**What you are asked to do:**
Identify every line in the entries below that contains the string "backpack" and copy each such line. Case counts.

**Material for this task:**

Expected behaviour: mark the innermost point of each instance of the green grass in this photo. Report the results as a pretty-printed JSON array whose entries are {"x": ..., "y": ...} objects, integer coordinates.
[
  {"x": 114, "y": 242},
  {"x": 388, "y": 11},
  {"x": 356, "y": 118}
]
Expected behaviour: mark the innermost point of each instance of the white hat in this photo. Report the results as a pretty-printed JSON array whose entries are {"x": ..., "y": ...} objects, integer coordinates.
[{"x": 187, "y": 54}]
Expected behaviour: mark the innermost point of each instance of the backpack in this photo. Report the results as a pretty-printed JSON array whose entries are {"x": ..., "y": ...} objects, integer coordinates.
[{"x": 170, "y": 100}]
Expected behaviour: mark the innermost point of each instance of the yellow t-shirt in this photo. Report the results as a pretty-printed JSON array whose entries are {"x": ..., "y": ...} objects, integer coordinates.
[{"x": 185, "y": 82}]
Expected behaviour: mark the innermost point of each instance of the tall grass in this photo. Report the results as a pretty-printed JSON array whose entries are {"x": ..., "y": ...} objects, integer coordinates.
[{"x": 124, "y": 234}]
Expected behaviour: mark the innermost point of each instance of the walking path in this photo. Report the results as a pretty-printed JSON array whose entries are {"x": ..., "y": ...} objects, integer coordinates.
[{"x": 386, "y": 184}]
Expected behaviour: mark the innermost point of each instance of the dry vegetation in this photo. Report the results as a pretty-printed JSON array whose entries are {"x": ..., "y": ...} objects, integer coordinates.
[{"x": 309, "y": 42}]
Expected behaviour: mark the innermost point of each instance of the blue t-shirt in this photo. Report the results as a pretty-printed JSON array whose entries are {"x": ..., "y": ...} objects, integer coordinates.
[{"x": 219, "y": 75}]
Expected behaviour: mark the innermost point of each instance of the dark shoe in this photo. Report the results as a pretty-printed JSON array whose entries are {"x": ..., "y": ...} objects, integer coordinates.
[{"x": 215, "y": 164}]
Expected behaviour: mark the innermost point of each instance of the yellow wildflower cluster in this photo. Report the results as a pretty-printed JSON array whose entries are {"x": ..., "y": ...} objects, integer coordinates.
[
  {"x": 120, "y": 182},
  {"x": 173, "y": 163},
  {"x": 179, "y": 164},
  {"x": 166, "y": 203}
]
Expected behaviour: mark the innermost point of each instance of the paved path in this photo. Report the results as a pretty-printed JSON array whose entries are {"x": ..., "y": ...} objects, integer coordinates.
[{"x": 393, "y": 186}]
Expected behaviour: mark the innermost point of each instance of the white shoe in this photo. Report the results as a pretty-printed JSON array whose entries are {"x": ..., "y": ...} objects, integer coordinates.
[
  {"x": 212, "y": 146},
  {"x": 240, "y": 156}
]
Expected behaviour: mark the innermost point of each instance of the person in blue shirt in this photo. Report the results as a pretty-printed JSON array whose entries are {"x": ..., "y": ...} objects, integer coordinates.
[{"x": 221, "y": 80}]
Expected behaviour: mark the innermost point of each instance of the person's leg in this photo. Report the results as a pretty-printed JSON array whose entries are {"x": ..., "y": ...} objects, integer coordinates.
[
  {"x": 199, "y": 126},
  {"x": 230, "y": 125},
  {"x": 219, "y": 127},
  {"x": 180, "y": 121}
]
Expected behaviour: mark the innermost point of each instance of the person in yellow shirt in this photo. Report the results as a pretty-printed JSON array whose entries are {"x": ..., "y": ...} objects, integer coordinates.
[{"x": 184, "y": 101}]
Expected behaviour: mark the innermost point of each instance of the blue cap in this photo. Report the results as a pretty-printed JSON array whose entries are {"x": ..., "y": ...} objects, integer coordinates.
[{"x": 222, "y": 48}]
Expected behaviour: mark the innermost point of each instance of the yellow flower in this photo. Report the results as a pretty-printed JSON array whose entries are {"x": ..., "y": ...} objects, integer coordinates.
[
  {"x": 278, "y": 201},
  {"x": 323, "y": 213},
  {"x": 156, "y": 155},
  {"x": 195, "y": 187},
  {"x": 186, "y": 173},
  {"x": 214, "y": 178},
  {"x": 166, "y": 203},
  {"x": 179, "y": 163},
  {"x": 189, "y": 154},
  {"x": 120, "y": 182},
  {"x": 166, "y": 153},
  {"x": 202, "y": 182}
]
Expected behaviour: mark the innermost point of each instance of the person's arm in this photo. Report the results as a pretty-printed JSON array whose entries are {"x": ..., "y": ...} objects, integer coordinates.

**Response to the exercise:**
Expected behaviour: mark the innermost point of each instance of the backpack in this photo. Report the results as a pretty-printed JSON array whose entries are {"x": ..., "y": ...} objects, integer coordinates.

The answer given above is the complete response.